**WHAT YOU WILL DO:** Rescale the material, starting at the line that contains "Could you point at the small" and ending at the end of the material, by repeating all of those lines, requests included, with each x and y coordinate in the answers multiplied by 2.1 and rounded to a whole number, halves rounded up. Reproduce only those lines.

**RECORDS SUPPLIED:**

- - - - -

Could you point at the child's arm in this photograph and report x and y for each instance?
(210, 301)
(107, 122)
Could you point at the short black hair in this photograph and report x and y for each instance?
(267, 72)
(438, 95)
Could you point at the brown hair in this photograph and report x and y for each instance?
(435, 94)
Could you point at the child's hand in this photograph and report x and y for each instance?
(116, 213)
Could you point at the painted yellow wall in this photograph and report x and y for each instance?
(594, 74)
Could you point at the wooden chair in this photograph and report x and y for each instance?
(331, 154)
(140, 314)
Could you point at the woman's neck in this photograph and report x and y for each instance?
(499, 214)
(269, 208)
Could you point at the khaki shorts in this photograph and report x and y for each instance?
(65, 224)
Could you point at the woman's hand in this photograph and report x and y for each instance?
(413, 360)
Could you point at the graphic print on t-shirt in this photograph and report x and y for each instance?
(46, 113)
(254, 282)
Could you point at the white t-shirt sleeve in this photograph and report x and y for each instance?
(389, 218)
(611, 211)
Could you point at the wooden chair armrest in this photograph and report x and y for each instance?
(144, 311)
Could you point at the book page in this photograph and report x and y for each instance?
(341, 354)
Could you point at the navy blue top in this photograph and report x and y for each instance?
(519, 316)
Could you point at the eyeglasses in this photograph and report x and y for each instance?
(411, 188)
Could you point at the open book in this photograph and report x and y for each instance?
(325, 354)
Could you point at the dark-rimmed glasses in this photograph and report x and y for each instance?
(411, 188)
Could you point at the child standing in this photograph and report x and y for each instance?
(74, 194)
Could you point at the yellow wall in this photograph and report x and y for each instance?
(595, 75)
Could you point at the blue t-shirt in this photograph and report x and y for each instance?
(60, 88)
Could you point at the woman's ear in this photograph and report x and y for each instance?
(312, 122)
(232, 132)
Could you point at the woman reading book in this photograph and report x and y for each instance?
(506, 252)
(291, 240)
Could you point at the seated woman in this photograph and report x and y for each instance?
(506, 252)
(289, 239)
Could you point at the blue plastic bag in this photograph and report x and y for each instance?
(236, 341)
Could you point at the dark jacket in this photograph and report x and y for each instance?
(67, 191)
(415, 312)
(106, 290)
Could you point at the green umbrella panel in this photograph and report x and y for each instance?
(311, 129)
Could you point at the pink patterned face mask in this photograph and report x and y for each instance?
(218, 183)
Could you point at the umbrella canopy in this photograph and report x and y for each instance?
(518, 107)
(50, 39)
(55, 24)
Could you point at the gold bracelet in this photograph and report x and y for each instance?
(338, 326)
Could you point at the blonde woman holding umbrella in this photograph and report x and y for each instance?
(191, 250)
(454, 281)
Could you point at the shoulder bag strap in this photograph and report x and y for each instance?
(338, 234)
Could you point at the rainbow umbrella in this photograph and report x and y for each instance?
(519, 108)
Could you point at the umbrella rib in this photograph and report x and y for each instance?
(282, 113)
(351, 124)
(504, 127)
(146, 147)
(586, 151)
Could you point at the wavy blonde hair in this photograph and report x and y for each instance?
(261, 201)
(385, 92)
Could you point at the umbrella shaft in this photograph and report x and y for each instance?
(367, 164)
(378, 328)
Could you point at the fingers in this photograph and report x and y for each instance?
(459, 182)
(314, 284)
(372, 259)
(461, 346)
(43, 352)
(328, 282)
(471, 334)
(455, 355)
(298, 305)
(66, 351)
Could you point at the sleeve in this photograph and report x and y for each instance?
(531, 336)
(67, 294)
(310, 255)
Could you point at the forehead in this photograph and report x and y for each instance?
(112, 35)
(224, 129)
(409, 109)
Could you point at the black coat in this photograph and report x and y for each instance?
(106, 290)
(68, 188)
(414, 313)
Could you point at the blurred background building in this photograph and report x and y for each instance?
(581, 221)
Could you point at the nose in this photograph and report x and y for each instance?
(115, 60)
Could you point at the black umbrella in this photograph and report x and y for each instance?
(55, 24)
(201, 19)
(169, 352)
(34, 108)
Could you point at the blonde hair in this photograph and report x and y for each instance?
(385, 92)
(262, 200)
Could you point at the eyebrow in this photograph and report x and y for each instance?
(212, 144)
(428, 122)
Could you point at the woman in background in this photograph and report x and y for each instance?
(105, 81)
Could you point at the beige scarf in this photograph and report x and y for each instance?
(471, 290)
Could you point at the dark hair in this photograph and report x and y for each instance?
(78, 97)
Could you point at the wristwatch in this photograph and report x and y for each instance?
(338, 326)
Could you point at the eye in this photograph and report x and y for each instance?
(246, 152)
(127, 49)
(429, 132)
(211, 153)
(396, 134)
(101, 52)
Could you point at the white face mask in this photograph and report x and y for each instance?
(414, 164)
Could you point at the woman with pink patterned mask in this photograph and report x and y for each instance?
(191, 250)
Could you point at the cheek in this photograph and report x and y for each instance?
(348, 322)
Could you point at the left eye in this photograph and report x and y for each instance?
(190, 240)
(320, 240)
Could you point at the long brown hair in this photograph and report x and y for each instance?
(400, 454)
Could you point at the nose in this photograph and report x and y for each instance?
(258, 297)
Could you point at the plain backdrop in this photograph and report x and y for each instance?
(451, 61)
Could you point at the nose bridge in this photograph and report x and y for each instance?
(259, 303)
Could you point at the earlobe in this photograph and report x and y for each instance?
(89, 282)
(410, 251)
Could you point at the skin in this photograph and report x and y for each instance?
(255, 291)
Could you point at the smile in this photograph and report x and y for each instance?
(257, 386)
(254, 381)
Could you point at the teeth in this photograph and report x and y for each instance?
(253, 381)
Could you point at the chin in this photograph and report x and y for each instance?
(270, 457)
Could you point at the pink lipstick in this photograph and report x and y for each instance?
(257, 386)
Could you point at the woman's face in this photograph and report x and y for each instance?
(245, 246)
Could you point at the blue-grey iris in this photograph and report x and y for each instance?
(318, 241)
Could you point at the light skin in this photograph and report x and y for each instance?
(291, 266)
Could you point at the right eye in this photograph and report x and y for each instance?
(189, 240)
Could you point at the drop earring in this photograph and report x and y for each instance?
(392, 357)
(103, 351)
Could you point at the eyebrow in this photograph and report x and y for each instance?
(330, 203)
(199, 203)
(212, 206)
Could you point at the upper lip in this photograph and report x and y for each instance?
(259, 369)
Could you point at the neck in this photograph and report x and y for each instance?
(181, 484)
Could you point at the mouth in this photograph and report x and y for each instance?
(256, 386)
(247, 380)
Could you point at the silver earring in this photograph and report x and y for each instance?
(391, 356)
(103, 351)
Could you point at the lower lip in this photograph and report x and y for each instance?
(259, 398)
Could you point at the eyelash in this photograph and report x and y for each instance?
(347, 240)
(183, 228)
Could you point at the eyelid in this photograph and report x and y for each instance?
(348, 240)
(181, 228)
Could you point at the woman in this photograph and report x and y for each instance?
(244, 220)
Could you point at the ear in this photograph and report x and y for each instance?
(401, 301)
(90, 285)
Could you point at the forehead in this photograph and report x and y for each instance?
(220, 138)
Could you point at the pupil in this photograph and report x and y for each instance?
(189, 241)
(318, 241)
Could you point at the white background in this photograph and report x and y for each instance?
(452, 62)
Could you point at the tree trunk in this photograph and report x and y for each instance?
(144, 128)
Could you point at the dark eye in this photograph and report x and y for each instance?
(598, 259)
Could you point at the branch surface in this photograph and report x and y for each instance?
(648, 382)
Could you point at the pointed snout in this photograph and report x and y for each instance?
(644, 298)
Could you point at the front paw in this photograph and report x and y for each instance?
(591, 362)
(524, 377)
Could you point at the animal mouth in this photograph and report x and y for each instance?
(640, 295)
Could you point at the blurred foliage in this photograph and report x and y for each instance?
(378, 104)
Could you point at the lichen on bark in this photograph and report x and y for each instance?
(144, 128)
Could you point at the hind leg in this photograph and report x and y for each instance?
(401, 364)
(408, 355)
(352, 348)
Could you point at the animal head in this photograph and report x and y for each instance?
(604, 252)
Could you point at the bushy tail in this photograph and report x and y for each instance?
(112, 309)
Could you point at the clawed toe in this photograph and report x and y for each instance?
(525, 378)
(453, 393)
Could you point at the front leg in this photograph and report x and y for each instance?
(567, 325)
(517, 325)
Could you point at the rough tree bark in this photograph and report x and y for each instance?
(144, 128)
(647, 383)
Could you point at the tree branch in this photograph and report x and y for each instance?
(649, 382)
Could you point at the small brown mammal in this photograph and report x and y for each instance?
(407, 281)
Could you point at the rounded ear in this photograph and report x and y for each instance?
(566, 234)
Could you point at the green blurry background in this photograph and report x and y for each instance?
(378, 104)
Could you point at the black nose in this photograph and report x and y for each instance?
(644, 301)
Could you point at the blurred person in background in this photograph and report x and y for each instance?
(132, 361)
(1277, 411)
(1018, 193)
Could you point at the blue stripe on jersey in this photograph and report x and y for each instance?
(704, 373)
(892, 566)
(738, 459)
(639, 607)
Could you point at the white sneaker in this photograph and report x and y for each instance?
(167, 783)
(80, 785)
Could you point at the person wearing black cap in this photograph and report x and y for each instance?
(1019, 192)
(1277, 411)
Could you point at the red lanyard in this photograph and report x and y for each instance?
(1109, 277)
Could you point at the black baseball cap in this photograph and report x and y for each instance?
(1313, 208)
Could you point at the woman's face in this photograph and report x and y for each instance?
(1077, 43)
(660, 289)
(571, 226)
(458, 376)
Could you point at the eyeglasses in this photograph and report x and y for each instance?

- - - - -

**RESULT FOR THIS TASK:**
Could you point at the small brown mammal in this photograph and report x and y for each instance?
(855, 590)
Could you point at the rounded ear in this photograph and report x and y for each instance?
(1189, 491)
Could you point at the green blurry background in this photograph and report x and y for each instance?
(794, 218)
Could you point at the black nose in this photograph and report x and y for each instance?
(1352, 632)
Could you point at the blurred person in background in this photograph and report x and y for each instance?
(277, 758)
(2682, 863)
(2138, 405)
Could you point at the blue stripe on jersey in this photograph and report x and y for each instance?
(1478, 783)
(1873, 1189)
(1550, 964)
(1342, 1275)
Could you point at the white sneaker in this photograph and report x and y for each instance?
(351, 1644)
(168, 1649)
Could you point at the person wearing black cap in this photograph and report x and y for each instance?
(2140, 403)
(2682, 863)
Could you point at the red lanyard in this photograph and report x and y for each instance?
(2329, 582)
Could you point at the black baseball cap in this photograph and report x and y for each instance?
(2757, 437)
Could you point at the woman's face in this photograph and report x and y for each instance?
(2262, 90)
(1386, 607)
(1199, 475)
(962, 790)
Could you point at the eyeglasses in this photograph and report x and y for each instance?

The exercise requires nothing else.